- **과제 내용**
아래 자료에서 "cabinet"라는 문자열이 들어 있는 줄을 모두 추출해 옮겨 적으세요. 대소문자는 구분합니다.

[기록]
————
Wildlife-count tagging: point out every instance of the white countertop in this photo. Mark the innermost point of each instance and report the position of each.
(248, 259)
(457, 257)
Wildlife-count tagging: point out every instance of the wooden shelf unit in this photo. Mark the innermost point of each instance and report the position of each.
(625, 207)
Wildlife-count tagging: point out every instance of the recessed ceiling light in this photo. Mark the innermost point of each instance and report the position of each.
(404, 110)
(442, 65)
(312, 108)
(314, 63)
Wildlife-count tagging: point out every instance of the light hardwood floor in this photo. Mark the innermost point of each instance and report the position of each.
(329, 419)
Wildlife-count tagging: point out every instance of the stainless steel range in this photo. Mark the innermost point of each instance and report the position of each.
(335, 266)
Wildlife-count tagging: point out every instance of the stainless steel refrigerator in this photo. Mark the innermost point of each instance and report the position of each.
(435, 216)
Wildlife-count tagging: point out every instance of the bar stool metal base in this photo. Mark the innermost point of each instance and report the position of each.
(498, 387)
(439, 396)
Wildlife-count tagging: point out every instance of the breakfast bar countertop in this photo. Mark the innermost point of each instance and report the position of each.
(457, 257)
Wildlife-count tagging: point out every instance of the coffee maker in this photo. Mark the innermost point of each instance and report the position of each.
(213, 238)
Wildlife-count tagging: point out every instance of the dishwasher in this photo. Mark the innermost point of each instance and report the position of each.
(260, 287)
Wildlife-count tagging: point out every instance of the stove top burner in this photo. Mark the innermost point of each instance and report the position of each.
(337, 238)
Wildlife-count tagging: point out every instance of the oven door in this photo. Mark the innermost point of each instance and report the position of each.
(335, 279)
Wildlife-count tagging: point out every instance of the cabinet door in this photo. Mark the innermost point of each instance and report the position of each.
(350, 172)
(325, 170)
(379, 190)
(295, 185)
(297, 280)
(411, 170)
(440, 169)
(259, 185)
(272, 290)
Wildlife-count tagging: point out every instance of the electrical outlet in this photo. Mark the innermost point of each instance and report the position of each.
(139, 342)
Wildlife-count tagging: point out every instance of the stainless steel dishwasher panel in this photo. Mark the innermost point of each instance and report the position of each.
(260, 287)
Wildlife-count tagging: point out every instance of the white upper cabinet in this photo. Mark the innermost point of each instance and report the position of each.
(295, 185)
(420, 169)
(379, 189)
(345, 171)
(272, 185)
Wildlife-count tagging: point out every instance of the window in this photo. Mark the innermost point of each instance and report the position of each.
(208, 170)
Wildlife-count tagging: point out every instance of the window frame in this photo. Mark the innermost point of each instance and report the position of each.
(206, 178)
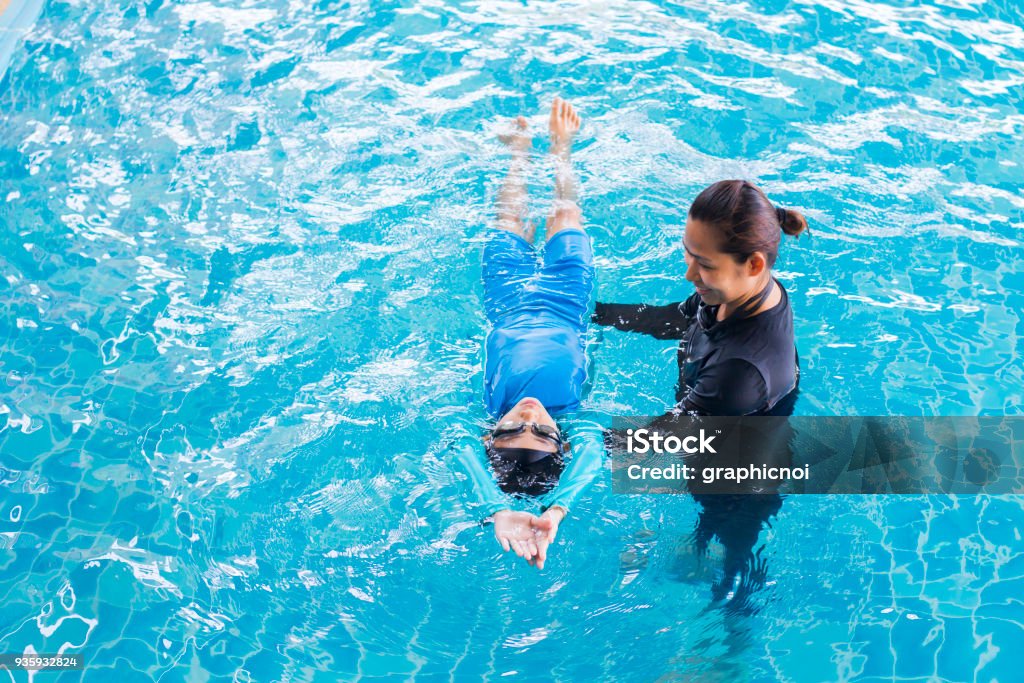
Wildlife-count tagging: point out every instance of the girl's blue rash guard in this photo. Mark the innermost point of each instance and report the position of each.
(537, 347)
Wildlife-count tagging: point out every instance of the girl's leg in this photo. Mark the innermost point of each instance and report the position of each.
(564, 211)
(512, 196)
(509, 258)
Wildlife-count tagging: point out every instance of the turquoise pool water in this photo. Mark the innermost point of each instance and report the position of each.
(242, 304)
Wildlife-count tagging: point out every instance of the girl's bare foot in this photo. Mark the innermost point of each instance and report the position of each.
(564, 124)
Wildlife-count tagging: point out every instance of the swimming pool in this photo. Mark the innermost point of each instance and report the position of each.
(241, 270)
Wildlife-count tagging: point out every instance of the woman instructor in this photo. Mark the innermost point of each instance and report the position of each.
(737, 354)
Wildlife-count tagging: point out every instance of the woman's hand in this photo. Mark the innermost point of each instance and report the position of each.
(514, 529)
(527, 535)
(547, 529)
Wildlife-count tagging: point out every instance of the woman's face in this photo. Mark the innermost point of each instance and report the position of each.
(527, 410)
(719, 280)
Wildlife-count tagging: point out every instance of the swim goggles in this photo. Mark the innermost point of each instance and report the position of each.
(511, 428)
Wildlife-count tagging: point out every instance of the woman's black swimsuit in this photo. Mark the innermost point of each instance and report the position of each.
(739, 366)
————
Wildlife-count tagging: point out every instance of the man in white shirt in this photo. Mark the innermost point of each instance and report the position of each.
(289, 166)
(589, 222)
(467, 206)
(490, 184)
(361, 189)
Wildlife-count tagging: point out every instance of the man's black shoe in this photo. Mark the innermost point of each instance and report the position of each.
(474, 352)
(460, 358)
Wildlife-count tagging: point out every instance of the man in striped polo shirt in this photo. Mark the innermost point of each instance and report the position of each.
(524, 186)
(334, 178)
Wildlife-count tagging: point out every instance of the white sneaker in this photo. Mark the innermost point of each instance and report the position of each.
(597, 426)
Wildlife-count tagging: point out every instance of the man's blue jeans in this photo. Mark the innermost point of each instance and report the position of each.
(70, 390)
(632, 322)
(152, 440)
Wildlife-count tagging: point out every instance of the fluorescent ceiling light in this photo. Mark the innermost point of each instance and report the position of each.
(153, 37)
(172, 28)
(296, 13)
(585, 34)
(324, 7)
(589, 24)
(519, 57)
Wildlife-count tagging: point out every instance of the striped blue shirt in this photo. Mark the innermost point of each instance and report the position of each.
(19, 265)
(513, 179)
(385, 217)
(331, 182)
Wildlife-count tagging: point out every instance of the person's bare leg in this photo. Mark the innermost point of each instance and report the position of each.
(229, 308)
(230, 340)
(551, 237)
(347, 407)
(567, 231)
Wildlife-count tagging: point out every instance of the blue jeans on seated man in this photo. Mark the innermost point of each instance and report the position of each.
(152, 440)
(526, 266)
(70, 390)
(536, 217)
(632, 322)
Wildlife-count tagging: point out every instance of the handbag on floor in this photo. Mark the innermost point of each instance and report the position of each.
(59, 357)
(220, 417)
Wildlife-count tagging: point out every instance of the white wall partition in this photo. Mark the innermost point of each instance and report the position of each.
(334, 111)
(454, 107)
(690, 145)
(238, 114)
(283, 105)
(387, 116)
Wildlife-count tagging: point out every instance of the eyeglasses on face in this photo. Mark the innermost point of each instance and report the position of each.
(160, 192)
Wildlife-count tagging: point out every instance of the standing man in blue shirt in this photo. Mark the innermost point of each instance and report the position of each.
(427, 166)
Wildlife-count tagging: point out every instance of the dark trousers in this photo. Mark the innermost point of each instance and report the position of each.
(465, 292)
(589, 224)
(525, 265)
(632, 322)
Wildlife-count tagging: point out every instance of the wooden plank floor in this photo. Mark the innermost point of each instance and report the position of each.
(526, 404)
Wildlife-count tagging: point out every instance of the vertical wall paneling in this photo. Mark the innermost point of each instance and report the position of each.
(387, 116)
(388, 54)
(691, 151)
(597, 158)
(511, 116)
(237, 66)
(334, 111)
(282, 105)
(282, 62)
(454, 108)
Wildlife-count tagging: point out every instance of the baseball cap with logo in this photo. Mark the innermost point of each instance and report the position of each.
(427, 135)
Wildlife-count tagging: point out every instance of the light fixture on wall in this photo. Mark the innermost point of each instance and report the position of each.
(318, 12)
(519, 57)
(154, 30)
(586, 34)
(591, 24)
————
- **과제 답변**
Wildlife-count tagging: point out every instance of the cabinet door in this photo. Mark the innermost point of each instance and report the position of each.
Wildlife-count tagging: point out every instance of the white upper cabinet in this photo. Mark the innermost point of each instance and report the position of each.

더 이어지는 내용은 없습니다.